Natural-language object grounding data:
++++++++
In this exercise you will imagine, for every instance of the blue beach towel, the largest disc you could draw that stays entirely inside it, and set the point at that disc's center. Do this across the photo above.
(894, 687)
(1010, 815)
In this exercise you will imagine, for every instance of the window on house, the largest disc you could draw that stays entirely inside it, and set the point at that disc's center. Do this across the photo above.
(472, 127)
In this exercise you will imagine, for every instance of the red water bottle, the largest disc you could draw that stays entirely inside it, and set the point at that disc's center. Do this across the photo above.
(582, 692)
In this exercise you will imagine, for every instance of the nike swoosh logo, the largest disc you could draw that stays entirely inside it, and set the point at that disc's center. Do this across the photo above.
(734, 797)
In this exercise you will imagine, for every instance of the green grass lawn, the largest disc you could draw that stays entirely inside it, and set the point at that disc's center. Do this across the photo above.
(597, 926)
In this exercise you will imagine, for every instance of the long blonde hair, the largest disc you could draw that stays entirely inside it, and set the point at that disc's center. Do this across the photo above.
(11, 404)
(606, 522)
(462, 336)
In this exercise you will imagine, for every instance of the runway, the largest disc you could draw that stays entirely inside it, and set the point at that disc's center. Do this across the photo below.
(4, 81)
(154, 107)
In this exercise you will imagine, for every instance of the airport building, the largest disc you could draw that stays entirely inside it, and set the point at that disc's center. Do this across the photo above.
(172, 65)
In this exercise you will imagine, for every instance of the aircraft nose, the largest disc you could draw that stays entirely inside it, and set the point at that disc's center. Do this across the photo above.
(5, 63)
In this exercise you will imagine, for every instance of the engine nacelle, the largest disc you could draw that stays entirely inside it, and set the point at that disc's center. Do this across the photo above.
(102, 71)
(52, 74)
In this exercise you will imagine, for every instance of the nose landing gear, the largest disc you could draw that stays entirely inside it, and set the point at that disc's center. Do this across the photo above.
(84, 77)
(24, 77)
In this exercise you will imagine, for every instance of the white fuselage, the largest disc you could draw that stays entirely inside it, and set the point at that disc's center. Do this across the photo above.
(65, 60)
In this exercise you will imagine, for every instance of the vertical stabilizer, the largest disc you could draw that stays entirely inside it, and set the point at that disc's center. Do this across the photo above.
++++++++
▶ **WHAT THE EXERCISE ASKS**
Nothing should appear in the answer except the lines from the one with "of the nose" through the final line of the records, written exactly.

▶ **ANSWER TO THE PROBLEM**
In this exercise you will imagine, for every instance of the nose landing gear, the largest disc you could draw that stays entirely inside it, and set the point at that disc's center. Do this across the photo above.
(84, 77)
(24, 77)
In this exercise you will imagine, for every instance of the white fuselage, the largest disc you could draw that stays entirely inside it, and set the point at that disc's center. Do this across the photo above.
(65, 60)
In this exercise you will imagine, for every instance of the vertical stabilizer, the largest disc you could draw that stays entirely inside it, and set the point at that disc's center. Do this across the photo above.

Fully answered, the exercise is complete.